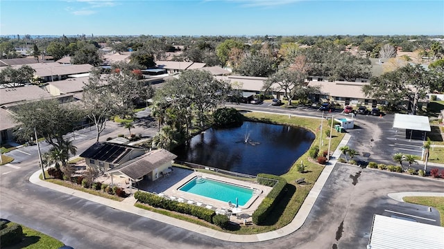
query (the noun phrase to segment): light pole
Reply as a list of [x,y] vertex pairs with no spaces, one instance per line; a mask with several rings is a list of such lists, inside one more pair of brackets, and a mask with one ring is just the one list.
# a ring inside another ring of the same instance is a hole
[[43,168],[43,162],[42,162],[42,154],[40,154],[40,145],[39,145],[39,138],[37,136],[37,129],[34,127],[34,135],[35,135],[35,142],[37,143],[37,150],[39,152],[39,160],[40,161],[40,168],[43,174],[43,180],[46,180],[44,176],[44,169]]
[[330,138],[328,140],[328,153],[327,154],[327,160],[330,160],[330,146],[332,146],[332,132],[333,132],[334,122],[334,115],[332,115],[332,125],[330,126]]

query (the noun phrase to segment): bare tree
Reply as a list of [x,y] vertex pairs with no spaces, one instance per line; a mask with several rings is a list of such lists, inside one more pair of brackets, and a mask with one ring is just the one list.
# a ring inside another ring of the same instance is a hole
[[379,58],[388,59],[396,57],[396,49],[389,44],[384,44],[379,50]]

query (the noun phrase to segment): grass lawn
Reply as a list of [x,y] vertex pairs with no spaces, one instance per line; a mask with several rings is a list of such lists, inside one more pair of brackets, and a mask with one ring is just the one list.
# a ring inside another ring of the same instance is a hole
[[404,197],[402,199],[409,203],[435,208],[439,211],[439,216],[441,218],[441,226],[444,226],[444,197],[407,196]]
[[1,154],[1,156],[1,156],[1,164],[0,164],[0,165],[5,165],[6,163],[10,163],[10,162],[14,160],[14,158],[12,158],[10,156],[8,156],[6,155]]
[[[12,224],[12,223],[10,222],[8,225]],[[23,230],[23,240],[22,242],[6,248],[57,249],[64,245],[63,243],[51,237],[26,228],[26,226],[22,225],[22,228]]]
[[[321,125],[321,119],[300,117],[291,117],[291,118],[289,118],[287,115],[262,113],[248,113],[244,115],[248,118],[253,121],[255,120],[273,124],[290,124],[304,127],[315,133],[316,135],[316,138],[313,142],[313,145],[320,144],[320,131],[318,130],[318,127]],[[326,127],[327,122],[324,120],[323,123],[324,127]],[[332,131],[331,151],[336,149],[336,147],[343,138],[344,134],[345,133],[338,133],[334,130]],[[324,132],[323,132],[323,138],[324,139],[323,145],[320,148],[320,151],[321,152],[328,149],[328,138],[326,138]],[[296,164],[300,164],[301,160],[306,166],[305,173],[298,172],[297,169],[295,167]],[[293,165],[290,170],[287,174],[282,176],[289,183],[287,184],[286,194],[278,205],[275,207],[275,209],[271,213],[268,219],[266,221],[266,224],[262,225],[241,225],[240,227],[237,227],[236,229],[225,231],[239,234],[257,234],[281,228],[291,222],[299,210],[302,203],[304,202],[305,197],[308,195],[310,190],[311,190],[311,187],[313,187],[313,185],[316,181],[318,177],[324,168],[324,166],[323,165],[313,163],[308,160],[308,151],[296,160],[296,163],[295,163],[295,165]],[[210,172],[208,173],[214,174],[214,172]],[[300,185],[296,184],[295,181],[300,178],[305,178],[305,181],[308,183],[308,184]],[[215,227],[214,225],[203,222],[196,218],[184,216],[168,210],[156,209],[140,203],[136,203],[136,206],[173,218],[195,223],[200,225],[221,230],[221,228]]]

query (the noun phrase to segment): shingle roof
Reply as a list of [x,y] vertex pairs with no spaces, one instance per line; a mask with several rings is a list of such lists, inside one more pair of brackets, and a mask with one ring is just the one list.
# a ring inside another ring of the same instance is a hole
[[6,65],[14,66],[14,65],[24,65],[38,63],[39,62],[35,58],[15,58],[15,59],[2,59],[0,62]]
[[14,122],[11,116],[12,114],[9,111],[0,108],[0,120],[1,120],[0,122],[0,131],[14,128],[18,124],[18,123]]
[[33,85],[0,89],[0,105],[49,97],[48,92]]
[[88,82],[88,79],[89,77],[70,77],[48,84],[58,88],[62,93],[77,93],[83,91],[83,86]]
[[120,160],[133,149],[142,148],[111,142],[96,142],[79,156],[110,163],[119,163]]
[[350,82],[317,82],[311,81],[310,86],[320,86],[321,92],[331,97],[366,98],[362,92],[362,86],[368,83]]
[[166,149],[156,149],[109,170],[107,173],[119,172],[131,179],[135,180],[142,178],[167,162],[171,162],[177,156]]

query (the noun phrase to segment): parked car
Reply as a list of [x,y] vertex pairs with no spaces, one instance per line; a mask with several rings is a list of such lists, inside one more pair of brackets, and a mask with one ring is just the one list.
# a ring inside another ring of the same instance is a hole
[[271,100],[271,105],[280,105],[282,102],[280,99],[273,99]]
[[321,105],[321,107],[318,109],[318,111],[334,111],[334,107],[331,105],[330,103],[323,103]]
[[359,114],[368,114],[368,110],[366,108],[366,107],[359,107],[358,108],[358,113]]
[[347,106],[344,108],[344,113],[351,113],[353,112],[353,107]]
[[250,102],[250,103],[253,104],[262,104],[262,102],[264,102],[264,100],[258,98],[254,98]]
[[373,116],[379,116],[379,109],[377,108],[373,108],[371,113]]

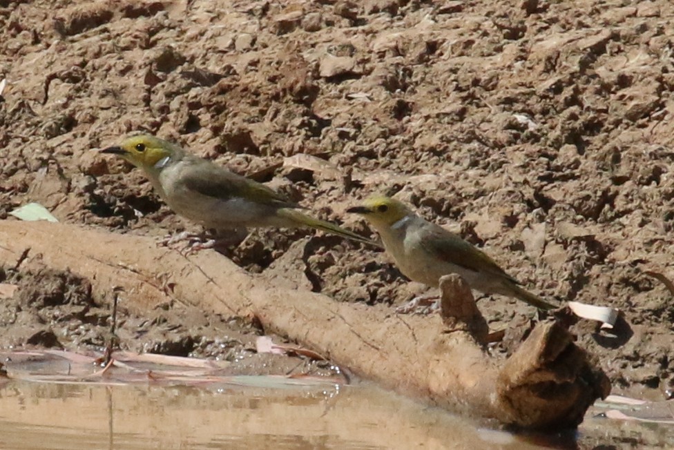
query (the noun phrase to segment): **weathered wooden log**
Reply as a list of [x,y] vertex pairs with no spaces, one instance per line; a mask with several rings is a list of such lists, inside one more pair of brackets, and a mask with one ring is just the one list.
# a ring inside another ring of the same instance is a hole
[[456,277],[442,284],[443,317],[401,315],[249,274],[210,251],[185,257],[149,237],[11,220],[0,221],[0,264],[69,268],[91,281],[101,301],[122,286],[124,306],[137,313],[171,298],[224,315],[253,315],[266,329],[383,386],[506,424],[575,427],[610,389],[555,322],[539,324],[508,360],[490,357],[480,343],[483,319]]

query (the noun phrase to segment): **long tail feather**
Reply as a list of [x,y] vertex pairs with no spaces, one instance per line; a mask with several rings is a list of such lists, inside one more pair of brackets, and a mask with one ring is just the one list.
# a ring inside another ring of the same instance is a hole
[[338,225],[336,225],[331,222],[321,220],[320,219],[315,219],[309,215],[307,215],[297,209],[283,208],[279,209],[277,213],[284,218],[288,219],[296,224],[298,224],[298,225],[301,224],[304,225],[305,226],[316,228],[316,230],[321,230],[327,233],[331,233],[332,234],[342,236],[343,237],[350,239],[354,241],[363,242],[363,244],[369,244],[369,245],[374,246],[375,247],[378,247],[379,248],[383,248],[378,242],[376,242],[370,239],[367,239],[367,237],[361,236],[360,235],[356,234],[352,231],[349,231],[349,230],[345,230]]
[[514,297],[517,297],[525,303],[528,303],[532,306],[535,306],[539,309],[555,309],[557,308],[557,306],[555,306],[551,303],[548,303],[538,295],[535,295],[517,284],[512,284],[510,288],[512,289],[512,295]]

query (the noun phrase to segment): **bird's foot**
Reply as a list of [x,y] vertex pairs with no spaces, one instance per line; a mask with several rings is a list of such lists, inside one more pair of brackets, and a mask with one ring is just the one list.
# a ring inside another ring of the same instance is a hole
[[428,315],[440,311],[439,295],[419,295],[396,308],[398,314]]
[[177,250],[187,256],[201,250],[213,248],[216,242],[215,239],[211,239],[204,233],[183,231],[173,235],[166,235],[159,242],[158,245]]

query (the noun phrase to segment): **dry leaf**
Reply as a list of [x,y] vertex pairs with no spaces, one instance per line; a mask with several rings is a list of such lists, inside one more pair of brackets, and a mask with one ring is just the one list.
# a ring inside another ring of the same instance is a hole
[[580,302],[569,302],[568,306],[579,317],[601,322],[604,324],[603,328],[613,328],[618,318],[618,310],[615,308],[595,306]]
[[16,284],[0,283],[0,298],[10,298],[14,296],[19,286]]
[[283,158],[283,167],[296,167],[318,173],[326,178],[338,179],[343,175],[342,171],[332,163],[313,155],[298,153]]
[[535,224],[530,228],[522,230],[522,242],[524,250],[532,258],[537,259],[543,254],[546,246],[546,224]]
[[269,336],[260,336],[255,340],[255,349],[258,353],[285,355],[285,351],[275,345]]

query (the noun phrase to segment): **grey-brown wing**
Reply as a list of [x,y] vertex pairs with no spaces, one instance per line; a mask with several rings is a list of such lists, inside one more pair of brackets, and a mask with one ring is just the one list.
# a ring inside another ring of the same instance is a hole
[[262,204],[279,208],[299,207],[264,184],[230,172],[209,161],[195,159],[190,162],[190,164],[191,167],[184,171],[180,181],[188,189],[203,195],[222,200],[243,196]]
[[488,272],[517,282],[488,255],[461,239],[461,236],[439,225],[430,224],[430,226],[425,231],[423,239],[421,240],[426,251],[436,255],[443,261],[474,272]]

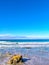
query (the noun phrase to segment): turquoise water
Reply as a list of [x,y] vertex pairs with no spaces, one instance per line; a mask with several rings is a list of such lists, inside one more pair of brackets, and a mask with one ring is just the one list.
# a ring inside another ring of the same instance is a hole
[[10,41],[10,42],[49,42],[49,39],[3,39],[0,41]]

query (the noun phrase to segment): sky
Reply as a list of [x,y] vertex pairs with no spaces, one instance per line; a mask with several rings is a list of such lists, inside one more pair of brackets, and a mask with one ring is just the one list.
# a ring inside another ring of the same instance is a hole
[[0,0],[0,36],[49,37],[49,0]]

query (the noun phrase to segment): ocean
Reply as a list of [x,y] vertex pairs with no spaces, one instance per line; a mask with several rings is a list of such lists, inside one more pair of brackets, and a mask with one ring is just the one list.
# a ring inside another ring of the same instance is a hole
[[49,42],[49,39],[0,39],[9,42]]

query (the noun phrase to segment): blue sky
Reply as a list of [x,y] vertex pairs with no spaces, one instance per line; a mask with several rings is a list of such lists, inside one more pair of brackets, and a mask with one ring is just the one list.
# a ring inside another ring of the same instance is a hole
[[0,35],[49,36],[49,0],[0,0]]

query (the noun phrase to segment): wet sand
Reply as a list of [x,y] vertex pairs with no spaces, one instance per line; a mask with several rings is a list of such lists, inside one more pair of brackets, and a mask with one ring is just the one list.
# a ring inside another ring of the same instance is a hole
[[9,65],[11,55],[21,54],[23,63],[17,65],[49,65],[49,48],[4,48],[0,49],[0,65]]

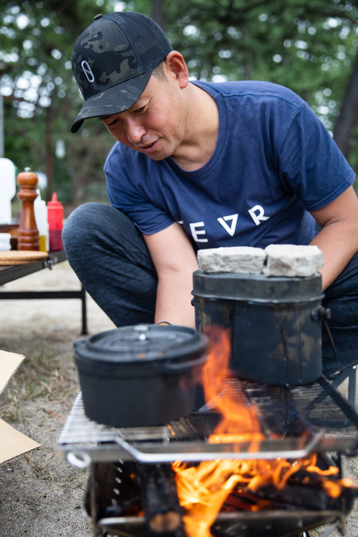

Work to be completed. Output everything from the row line containing "query (the noun phrase to segment): blue sky" down to the line containing "[[0,35],[49,36],[49,0],[0,0]]", both included, as a JSON list of strings with one string per line and blank lines omitted.

Reply to the exercise.
[
  "query (the noun phrase to segment): blue sky",
  "Reply as a list of [x,y] vertex pairs with no spaces, one instance per line; a mask with several rings is a list of such lists, inside one more pair of brackets, and a mask with one ring is just the one list.",
  "# a ring inside another ring of the same instance is a hole",
  "[[0,35],[49,36],[49,0],[0,0]]"
]